認知症と診断された彼女のこと。他にも病気はあるようですが・・。
私が把握していた事は、認知症があるという事と、最近、入院中の病院で転倒して大腿骨頚部骨折の手術をしたという情報だけでした。
そんな彼女との会話は、時折、同じことを何度も聞くこと以外は、普通の会話が成立していました。
その同じことを何度も聞かれることについて、改めて考えてみると、彼女が気になっている事、不安に思っている事を何度も聞いてくることに気付きました。
つまり、どこに行くのか、お兄さんに会いに行くと説明すると、今度はお兄様のようすのことを聞かれます。兄は病気なのか、生きているのか、病気は悪い状態なのかと病気を心配する内容に変わりました。
その他にも、今まで過ごしていた病院の事は全く話には出てきませんでしたが、それまで住んでいた我が家のことは、しっかりと覚えていました。まるで、その家から外出してきたように「戸締りをしたかしら?」というお話は、時々出てきていました。
他の話題についての受け答えは、しっかりと成立していました。
例えば、彼女は、元陶芸家。手の関節も変形して、とても太くなっている状態でした。
そんな彼女に、「陶芸はお金がかかるのでしょう?」と尋ねると、「材料の土は、そんなに高くないけれど焼いてもらうのが高いのよ」と。さらに、話題が兄弟の話になりました。「私は4人兄弟で、女は私だけ、だからお転婆に育ったのよねー」と、話すと、「じゃー、私の家は、6人兄弟で兄が一人だけ男だから、その逆ね!」と、大笑いしたり・・。
認知症と診断されていた彼女ですが、20時間共に過ごした私には、彼女の病気の事はあまり気にもならずに楽しく一緒に旅をしたお友達でした。
加齢とともに誰にでもおこる物忘れ。決して他人事ではありません。
彼女の言動には、大きな環境の変化に対する不安、周りは知らない人ばかり・・。そんな状況も大きく影響しているのは間違いないのではないか。
その時々の不安の言葉が彼女の心の声だっと思うのです。
一日も早く、新しい生活に慣れて、兄妹との交流ができることを願っています。
また、ご家族と彼女との面会を阻んているものとしてコロナの感染対策も影響しているようでした。

» **抽出資料**
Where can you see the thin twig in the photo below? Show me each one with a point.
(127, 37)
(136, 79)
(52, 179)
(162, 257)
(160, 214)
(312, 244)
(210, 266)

» **資料に関する設問**
a – 本文抜粋のうち、「その同じことを何度も聞かれる」で始まり「心配する内容に変わりました。」までの部分を、一字一句違えずに出力してください。
b – 本文抜粋によると、認知症と診断された女性は、以前どのような職業に就いていましたか。
本文抜粋の記述のみに基づいて解答してください。

» **設問の解答**
a –
その同じことを何度も聞かれることについて、改めて考えてみると、彼女が気になっている事、不安に思っている事を何度も聞いてくることに気付きました。
つまり、どこに行くのか、お兄さんに会いに行くと説明すると、今度はお兄様のようすのことを聞かれます。兄は病気なのか、生きているのか、病気は悪い状態なのかと病気を心配する内容に変わりました。

b – 陶芸家です。